▸ Goal of the exercise: Word for word, retype each record shown below.

▸ Data shown:
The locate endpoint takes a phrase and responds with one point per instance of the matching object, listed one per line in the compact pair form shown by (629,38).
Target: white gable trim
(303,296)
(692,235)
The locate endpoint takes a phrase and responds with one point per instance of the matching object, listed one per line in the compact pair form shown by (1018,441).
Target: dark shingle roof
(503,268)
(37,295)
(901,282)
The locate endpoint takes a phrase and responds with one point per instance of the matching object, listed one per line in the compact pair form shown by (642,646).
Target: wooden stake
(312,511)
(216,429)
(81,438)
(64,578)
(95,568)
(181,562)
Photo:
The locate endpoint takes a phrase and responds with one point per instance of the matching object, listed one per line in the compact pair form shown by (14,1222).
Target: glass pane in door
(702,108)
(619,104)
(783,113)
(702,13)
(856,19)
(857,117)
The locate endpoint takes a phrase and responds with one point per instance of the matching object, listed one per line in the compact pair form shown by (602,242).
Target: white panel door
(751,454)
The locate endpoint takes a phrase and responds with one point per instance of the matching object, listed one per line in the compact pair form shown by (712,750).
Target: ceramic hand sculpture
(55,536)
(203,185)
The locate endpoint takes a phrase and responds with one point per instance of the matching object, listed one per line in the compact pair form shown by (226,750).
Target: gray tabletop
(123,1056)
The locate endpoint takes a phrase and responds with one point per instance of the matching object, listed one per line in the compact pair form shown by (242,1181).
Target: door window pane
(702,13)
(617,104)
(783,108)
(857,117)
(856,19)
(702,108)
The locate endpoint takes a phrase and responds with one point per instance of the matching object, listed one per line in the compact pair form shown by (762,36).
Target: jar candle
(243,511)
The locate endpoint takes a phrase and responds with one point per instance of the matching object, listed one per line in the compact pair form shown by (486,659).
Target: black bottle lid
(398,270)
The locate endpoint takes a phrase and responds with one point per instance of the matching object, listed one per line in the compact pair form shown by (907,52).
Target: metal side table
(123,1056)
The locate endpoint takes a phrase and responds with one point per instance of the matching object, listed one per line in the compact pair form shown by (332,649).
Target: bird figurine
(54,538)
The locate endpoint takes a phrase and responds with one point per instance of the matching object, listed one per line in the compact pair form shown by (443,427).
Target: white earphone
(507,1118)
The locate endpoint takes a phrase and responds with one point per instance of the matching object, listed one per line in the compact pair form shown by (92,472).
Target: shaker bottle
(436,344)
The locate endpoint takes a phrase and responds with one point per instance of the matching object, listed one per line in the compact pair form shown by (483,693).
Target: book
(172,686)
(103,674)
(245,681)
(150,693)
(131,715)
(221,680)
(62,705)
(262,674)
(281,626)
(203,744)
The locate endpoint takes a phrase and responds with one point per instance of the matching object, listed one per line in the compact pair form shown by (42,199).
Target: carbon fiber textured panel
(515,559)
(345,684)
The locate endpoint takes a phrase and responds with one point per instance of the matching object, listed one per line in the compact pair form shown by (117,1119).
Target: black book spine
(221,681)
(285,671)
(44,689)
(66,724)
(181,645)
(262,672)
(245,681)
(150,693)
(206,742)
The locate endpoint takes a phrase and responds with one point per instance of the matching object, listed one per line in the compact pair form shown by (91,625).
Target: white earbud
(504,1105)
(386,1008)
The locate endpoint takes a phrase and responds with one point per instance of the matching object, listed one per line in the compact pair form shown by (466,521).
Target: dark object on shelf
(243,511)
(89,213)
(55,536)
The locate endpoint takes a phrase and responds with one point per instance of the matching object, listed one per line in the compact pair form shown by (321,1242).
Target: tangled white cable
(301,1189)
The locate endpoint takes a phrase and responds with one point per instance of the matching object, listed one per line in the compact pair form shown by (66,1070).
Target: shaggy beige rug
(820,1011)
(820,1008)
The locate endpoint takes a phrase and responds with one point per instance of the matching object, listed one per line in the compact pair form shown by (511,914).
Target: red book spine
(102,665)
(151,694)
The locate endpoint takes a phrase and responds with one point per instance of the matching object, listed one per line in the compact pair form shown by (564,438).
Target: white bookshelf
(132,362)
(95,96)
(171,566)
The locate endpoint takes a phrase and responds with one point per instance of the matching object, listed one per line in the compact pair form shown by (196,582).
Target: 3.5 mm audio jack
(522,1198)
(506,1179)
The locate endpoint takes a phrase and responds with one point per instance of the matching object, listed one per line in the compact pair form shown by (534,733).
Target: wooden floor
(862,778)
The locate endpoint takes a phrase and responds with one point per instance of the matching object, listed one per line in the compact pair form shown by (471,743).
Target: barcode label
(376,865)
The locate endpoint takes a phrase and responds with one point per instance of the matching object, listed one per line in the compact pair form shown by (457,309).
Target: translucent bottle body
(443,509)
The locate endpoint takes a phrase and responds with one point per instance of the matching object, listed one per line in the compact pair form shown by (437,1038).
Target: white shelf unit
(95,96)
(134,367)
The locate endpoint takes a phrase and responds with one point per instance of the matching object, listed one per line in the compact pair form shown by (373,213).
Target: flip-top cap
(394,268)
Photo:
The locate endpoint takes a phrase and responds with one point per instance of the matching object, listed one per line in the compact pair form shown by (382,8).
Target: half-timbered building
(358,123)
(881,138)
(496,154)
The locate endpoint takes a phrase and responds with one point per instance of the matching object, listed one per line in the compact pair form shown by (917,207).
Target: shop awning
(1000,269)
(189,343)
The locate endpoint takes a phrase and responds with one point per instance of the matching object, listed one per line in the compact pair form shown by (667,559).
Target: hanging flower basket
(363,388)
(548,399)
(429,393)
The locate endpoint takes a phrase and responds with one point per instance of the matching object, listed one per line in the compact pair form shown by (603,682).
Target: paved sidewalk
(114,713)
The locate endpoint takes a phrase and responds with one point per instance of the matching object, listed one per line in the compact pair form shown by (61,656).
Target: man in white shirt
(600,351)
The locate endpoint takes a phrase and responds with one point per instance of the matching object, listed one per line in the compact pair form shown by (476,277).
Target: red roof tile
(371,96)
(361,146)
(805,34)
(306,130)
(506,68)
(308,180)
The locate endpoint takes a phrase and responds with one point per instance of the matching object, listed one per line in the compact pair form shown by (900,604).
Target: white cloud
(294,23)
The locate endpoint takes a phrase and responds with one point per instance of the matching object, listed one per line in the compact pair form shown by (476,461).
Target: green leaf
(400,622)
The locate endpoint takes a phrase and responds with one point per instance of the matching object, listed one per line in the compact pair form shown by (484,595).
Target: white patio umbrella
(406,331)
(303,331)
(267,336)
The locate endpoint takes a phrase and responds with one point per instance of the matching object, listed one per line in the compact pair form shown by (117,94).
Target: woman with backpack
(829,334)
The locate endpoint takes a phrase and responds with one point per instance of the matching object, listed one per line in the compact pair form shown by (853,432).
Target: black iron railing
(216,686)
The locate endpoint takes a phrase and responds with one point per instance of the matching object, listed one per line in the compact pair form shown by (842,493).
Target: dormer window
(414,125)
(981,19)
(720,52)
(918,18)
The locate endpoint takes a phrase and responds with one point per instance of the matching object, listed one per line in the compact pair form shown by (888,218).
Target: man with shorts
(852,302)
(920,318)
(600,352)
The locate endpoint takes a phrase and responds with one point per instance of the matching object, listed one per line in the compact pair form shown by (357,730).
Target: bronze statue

▸ Solution to this task:
The locate endpoint takes a phrase and responds with one point per instance of the matching object, listed one per line in the compact pair form shown by (629,38).
Target: white gable trim
(303,296)
(692,235)
The locate endpoint takes a phrase and responds with one point per instance of the matching object, listed one per line in the compact pair form shown by (1018,441).
Target: dark shingle roof
(503,268)
(37,295)
(901,282)
The locate endpoint takes a phrase and responds with one point per instance of the matching object, listed one per line in the compact pair form shown by (642,646).
Target: wooden stake
(312,511)
(216,429)
(81,438)
(64,578)
(95,568)
(181,562)
Photo:
The locate endpoint takes a phrase and responds with one point per instance of the matching object, listed one per line in the compact pair form shown by (14,1222).
Target: glass pane in door
(702,108)
(619,104)
(783,113)
(702,13)
(856,19)
(857,117)
The locate endpoint takes a phrase and responds with one point per instance of the matching object, listed one per line in the compact pair form shown by (602,242).
Target: white panel door
(751,454)
The locate endpoint takes a phrase and responds with one point per instance of the matching object, listed one per line in the compact pair form shown by (712,750).
Target: ceramic hand sculpture
(55,536)
(203,185)
The locate endpoint takes a phrase and responds with one point per instance of the matching object, listed one per line in the compact pair form shown by (226,750).
Target: gray tabletop
(123,1056)
The locate endpoint takes a phrase and responds with one point per instance of the matching object, listed one per line in the compact pair form shown by (242,1181).
Target: door window pane
(702,13)
(617,104)
(783,108)
(857,117)
(856,19)
(702,108)
The locate endpoint takes a phrase and responds with one point per instance of the matching object, listed one per line in the compact pair form shown by (762,36).
Target: jar candle
(243,511)
The locate endpoint takes a phrase and responds with one point per instance of the matching object, listed one per line in the compact pair form shown by (486,659).
Target: black bottle lid
(398,270)
The locate endpoint takes a phrase and responds with one point per instance of the matching object, listed one per line in the compact pair form shown by (907,52).
Target: metal side table
(123,1056)
The locate endpoint takes a phrase and responds with one point per instance of the matching object, listed one per line in the compact pair form shown by (332,649).
Target: bird figurine
(54,538)
The locate endpoint takes a phrase and responds with one point per instance of the matching object, listed one per line in the compact pair form shown by (443,427).
Target: white earphone
(507,1118)
The locate endpoint takes a phrase and responds with one point per instance of the matching object, listed one per line in the compact pair form shown by (92,472).
Target: shaker bottle
(436,344)
The locate endpoint takes a phrase and responds with one point per instance of the matching object, listed one per line in the compact pair form shown by (483,693).
Target: book
(172,686)
(103,674)
(245,681)
(150,693)
(131,715)
(221,680)
(62,705)
(262,674)
(281,626)
(203,744)
The locate endpoint takes a phrase and responds with one point per instance of the matching object, listed one per line in the compact pair form shown by (42,199).
Target: carbon fiber textured panel
(515,559)
(345,684)
The locate endpoint takes a phrase and responds with one point per instance of the matching object, listed one per line in the compact pair form shown by (117,1119).
Target: black book spine
(221,681)
(285,671)
(44,689)
(66,724)
(181,645)
(262,672)
(245,681)
(150,693)
(206,742)
The locate endpoint takes a phrase and responds with one point per instance of the matching object, listed one per line in the compact pair form shown by (91,625).
Target: white earbud
(504,1105)
(386,1008)
The locate endpoint takes a phrase and responds with one point per instance of the matching object, listed one per line in the compact pair form shown by (466,521).
Target: dark object on shelf
(243,511)
(89,213)
(55,536)
The locate endpoint takes a phrase and responds with one point per instance of the matching object, listed one per line in the compact pair form shown by (321,1242).
Target: tangled white cable
(301,1189)
The locate endpoint takes a phrase and responds with one point per instance of the matching object, listed one per line in the compact pair form shown by (66,1070).
Target: shaggy beige rug
(820,1011)
(820,1008)
The locate endpoint takes a phrase and responds with one point per instance of the matching object, listed one per line in the compact pair form shown by (511,914).
Target: red book spine
(102,665)
(151,694)
The locate endpoint takes a phrase and responds with one point per instance of the matching object, listed one per line in the compact pair form shown by (564,438).
Target: white bookshelf
(132,362)
(95,96)
(171,566)
The locate endpoint takes a phrase and responds with one point per instance of the matching object, listed one per line in the compact pair form shown by (196,582).
Target: 3.5 mm audio jack
(522,1198)
(506,1179)
The locate endpoint takes a phrase and responds with one point per instance of the matching object, listed one per line in the compact pair form shown by (534,733).
Target: wooden floor
(862,778)
The locate endpoint takes a phrase and responds with one point per instance of the matching object, listed one per line in the compact pair form shown by (471,743).
Target: barcode label
(376,865)
The locate endpoint takes a phrase and responds with one point per instance of the matching object, listed one per line in the compact pair form shown by (457,309).
Target: translucent bottle body
(443,509)
The locate endpoint takes a phrase and responds with one point per instance of the matching object, listed one per line in the compact pair form shown by (437,1038).
Target: white shelf unit
(95,96)
(134,367)
The locate endpoint takes a phrase and responds with one point per instance of the matching object, listed one per line in the compact pair form shown by (373,213).
Target: flip-top cap
(394,268)
Photo:
The locate endpoint takes a phrase and responds with one point per instance of the matching object, listed one per line in the compact pair form shown by (382,8).
Target: half-timbered building
(358,123)
(881,138)
(496,154)
The locate endpoint takes a phrase and responds with one point per instance of the matching object, listed one per line in the compact pair form shown by (917,207).
Target: shop awning
(1000,269)
(189,343)
The locate endpoint takes a phrase and responds with one point per instance of the matching object, listed one per line in the compact pair form shown by (667,559).
Target: hanging flower basket
(363,388)
(548,399)
(429,393)
The locate endpoint takes a phrase and responds with one point per instance of the matching object, listed one per line in the compact pair form shown by (603,682).
Target: paved sidewalk
(114,713)
The locate endpoint takes a phrase and responds with one point per instance of the matching object, listed one per line in the compact pair form shown by (61,656).
Target: man in white shirt
(600,351)
The locate endpoint takes a phrase and responds with one point per instance of the matching object, listed one per line in the compact pair form shown by (476,277).
Target: red roof tile
(371,96)
(361,146)
(805,34)
(306,130)
(506,68)
(308,180)
The locate endpoint takes a phrase and responds with one point per instance of the matching object, listed one per line in the compact pair form shown by (900,604).
Target: white cloud
(294,23)
The locate endpoint takes a phrase and responds with one point per instance of the matching object, listed one per line in the compact pair form shown by (476,461).
Target: green leaf
(400,622)
The locate endpoint takes a phrase and responds with one point per instance of the matching object, listed one per line in the compact pair form shown by (484,595).
Target: white patio umbrella
(406,331)
(303,331)
(267,336)
The locate endpoint takes a phrase and responds with one point per instance of the matching object, listed one per line in the compact pair form shown by (117,94).
Target: woman with backpack
(829,334)
The locate endpoint takes a phrase and responds with one point per instance of the matching object, listed one per line in the compact pair form shown by (853,432).
Target: black iron railing
(216,686)
The locate endpoint takes a phrase and responds with one point per instance of the matching object, listed one per line in the compact pair form shown by (842,493).
Target: dormer window
(414,125)
(981,19)
(720,52)
(918,18)
The locate endpoint takes a phrase and responds with one point per instance of the matching object, listed one per line in the compact pair form shown by (888,218).
Target: man with shorts
(852,302)
(920,318)
(600,352)
The locate endpoint takes a phrase and responds with one point per instance of the matching object, listed one per line in the compact pair form shown by (357,730).
Target: bronze statue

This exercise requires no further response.